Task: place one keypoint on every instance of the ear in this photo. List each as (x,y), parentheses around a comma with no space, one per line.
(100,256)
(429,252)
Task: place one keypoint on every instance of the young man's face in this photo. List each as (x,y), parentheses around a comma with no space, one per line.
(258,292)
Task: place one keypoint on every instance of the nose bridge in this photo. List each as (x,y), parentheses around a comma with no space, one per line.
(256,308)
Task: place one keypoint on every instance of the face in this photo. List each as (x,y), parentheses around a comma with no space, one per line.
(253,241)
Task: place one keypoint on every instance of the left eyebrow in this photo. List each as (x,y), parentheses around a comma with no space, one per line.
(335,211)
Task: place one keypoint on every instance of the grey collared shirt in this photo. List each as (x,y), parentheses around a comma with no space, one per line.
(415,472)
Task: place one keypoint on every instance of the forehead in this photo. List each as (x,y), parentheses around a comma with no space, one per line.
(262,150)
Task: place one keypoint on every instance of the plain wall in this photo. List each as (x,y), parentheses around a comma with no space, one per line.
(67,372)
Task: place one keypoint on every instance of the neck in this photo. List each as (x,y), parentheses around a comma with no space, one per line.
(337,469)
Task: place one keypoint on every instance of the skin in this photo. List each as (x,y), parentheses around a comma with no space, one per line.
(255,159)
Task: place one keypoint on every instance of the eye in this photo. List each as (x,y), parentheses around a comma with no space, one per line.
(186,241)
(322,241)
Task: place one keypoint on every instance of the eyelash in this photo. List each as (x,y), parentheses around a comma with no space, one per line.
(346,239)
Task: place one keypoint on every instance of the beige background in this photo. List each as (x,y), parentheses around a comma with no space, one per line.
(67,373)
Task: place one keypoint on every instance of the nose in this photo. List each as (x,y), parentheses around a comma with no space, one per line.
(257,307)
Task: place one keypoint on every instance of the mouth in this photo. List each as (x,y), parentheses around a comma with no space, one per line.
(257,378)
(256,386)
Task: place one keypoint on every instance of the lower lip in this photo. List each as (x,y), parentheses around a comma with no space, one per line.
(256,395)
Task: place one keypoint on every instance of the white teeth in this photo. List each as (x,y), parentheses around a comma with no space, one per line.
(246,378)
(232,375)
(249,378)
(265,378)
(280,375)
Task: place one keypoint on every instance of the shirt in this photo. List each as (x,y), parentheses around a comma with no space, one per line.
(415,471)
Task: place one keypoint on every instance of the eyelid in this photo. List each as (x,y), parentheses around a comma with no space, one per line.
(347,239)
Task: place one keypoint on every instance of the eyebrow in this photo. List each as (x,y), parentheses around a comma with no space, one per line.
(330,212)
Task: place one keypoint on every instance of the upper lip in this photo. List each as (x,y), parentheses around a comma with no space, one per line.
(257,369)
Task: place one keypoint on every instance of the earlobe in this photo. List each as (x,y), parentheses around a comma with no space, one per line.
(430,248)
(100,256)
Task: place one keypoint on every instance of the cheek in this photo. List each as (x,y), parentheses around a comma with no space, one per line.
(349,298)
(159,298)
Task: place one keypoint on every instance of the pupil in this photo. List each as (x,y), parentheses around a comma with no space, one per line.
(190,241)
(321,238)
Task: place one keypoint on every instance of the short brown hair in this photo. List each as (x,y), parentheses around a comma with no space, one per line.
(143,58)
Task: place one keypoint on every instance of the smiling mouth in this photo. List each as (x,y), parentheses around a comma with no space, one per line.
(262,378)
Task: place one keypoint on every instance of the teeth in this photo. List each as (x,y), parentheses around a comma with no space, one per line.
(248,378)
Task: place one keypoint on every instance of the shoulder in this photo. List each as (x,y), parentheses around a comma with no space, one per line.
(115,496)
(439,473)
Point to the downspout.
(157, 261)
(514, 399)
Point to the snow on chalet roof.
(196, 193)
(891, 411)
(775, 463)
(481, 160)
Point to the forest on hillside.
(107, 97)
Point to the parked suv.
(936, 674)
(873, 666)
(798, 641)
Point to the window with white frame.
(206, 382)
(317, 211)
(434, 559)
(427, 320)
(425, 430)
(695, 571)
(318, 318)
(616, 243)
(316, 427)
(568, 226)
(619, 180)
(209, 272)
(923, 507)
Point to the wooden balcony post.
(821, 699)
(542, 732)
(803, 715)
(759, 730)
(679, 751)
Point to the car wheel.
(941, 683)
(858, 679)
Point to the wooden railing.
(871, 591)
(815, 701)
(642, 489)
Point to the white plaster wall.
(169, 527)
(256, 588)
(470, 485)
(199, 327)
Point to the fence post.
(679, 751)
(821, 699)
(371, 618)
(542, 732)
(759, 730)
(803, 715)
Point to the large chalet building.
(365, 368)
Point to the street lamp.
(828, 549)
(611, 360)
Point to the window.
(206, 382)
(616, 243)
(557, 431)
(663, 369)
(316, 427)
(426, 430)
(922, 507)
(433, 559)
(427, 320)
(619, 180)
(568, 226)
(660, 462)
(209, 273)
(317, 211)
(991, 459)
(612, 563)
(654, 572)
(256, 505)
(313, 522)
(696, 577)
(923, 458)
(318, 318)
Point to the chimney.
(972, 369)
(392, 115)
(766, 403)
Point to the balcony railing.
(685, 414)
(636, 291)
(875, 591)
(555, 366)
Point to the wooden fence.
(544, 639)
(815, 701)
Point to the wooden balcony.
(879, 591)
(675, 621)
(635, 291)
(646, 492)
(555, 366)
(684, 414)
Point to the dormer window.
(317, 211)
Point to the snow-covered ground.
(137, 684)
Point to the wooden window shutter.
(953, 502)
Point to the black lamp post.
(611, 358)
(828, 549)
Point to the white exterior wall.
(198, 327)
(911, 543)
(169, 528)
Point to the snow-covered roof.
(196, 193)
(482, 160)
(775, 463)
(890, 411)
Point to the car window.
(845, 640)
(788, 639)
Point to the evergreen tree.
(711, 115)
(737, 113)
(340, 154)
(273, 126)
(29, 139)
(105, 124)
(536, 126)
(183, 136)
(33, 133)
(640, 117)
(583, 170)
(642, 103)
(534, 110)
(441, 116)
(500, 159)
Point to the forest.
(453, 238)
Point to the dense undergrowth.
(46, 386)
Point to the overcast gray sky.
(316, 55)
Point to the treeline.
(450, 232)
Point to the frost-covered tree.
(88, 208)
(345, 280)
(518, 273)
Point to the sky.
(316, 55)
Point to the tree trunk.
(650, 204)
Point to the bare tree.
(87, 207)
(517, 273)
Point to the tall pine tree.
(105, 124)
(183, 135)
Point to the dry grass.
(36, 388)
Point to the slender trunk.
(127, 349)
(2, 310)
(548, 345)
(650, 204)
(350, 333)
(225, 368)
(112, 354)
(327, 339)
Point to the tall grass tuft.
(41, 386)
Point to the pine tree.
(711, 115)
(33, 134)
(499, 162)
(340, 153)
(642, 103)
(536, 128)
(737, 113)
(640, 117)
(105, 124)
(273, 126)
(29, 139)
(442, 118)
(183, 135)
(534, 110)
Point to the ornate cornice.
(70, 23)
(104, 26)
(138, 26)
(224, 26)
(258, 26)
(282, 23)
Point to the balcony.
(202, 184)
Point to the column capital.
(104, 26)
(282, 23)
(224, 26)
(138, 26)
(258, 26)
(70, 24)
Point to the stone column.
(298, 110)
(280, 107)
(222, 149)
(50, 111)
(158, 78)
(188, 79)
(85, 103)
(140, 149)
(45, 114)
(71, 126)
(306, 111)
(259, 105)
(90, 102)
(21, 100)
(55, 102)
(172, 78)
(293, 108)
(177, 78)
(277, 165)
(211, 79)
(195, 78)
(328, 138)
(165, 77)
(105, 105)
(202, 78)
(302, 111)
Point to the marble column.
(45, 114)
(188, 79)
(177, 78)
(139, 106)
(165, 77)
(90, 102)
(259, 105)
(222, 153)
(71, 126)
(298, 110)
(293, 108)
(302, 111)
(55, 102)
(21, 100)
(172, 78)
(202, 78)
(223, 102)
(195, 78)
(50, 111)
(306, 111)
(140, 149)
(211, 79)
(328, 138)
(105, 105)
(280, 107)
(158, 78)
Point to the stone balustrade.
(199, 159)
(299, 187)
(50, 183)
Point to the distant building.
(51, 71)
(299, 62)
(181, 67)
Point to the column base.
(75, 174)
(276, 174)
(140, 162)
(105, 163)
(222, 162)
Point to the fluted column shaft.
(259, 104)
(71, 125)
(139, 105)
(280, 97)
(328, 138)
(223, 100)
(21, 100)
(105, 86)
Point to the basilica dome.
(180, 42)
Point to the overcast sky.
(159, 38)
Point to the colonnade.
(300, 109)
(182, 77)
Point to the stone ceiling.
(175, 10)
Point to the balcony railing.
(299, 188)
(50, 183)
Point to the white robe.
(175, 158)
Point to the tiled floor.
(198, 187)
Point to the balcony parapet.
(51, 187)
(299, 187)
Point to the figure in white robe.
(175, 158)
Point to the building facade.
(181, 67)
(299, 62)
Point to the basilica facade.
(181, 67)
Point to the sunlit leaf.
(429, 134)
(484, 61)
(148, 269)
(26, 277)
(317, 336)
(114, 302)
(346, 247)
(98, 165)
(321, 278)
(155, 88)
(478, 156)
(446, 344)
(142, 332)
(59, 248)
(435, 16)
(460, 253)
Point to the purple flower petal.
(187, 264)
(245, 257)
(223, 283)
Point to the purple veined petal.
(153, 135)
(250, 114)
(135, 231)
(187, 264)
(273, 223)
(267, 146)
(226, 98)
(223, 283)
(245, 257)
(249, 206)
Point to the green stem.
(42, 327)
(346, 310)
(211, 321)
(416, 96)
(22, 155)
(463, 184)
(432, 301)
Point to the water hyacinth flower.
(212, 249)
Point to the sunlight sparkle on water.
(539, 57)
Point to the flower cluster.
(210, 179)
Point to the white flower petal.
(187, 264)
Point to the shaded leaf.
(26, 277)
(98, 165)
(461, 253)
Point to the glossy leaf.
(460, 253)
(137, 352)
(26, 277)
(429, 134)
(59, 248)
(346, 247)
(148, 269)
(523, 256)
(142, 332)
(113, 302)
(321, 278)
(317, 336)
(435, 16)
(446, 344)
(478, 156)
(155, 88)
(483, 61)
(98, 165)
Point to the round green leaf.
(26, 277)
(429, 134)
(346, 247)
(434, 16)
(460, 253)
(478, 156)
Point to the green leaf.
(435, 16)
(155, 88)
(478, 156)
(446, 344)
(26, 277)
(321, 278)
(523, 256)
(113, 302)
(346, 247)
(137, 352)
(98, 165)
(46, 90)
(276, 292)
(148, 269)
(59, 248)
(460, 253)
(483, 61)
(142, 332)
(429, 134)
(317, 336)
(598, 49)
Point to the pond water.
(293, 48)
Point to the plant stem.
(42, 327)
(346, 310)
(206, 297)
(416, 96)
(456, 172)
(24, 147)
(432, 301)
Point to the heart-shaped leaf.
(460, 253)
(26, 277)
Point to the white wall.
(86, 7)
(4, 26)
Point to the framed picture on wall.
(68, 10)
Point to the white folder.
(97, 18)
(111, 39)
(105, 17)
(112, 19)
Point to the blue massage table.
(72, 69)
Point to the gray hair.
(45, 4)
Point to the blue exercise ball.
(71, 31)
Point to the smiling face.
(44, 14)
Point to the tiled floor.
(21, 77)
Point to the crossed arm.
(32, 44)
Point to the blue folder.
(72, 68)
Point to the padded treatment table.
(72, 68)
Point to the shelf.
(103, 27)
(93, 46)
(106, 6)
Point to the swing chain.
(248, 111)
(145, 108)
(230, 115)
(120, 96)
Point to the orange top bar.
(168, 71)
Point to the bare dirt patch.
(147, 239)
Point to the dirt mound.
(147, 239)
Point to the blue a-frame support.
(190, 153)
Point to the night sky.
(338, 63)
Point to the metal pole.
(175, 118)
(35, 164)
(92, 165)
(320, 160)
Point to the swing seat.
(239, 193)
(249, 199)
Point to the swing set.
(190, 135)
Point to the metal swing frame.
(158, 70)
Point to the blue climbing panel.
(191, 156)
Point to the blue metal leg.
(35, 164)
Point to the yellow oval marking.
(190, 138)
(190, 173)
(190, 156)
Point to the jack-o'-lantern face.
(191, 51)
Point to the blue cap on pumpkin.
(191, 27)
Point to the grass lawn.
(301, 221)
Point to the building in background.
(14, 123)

----

Beginning at the line containing "Point to the swing chain.", repeat each line exactly through the last line of the entries, and include no other lines.

▶ [Output below]:
Point to the swing chain.
(248, 111)
(145, 108)
(230, 115)
(120, 96)
Point to the orange top bar.
(168, 71)
Point to the bare dirt patch.
(147, 239)
Point to the dirt mound.
(147, 239)
Point to the blue a-frame support.
(190, 153)
Point to the night sky.
(338, 63)
Point to the metal pole.
(175, 118)
(35, 164)
(92, 165)
(320, 160)
Point to the swing seat.
(239, 193)
(249, 199)
Point to the swing set.
(190, 135)
Point to the metal swing frame.
(158, 70)
Point to the blue climbing panel.
(191, 156)
Point to the blue metal leg.
(35, 164)
Point to the yellow oval marking.
(190, 138)
(190, 173)
(190, 156)
Point to the jack-o'-lantern face.
(191, 51)
Point to the blue cap on pumpkin.
(191, 27)
Point to the grass lawn.
(301, 221)
Point to the building in background.
(14, 123)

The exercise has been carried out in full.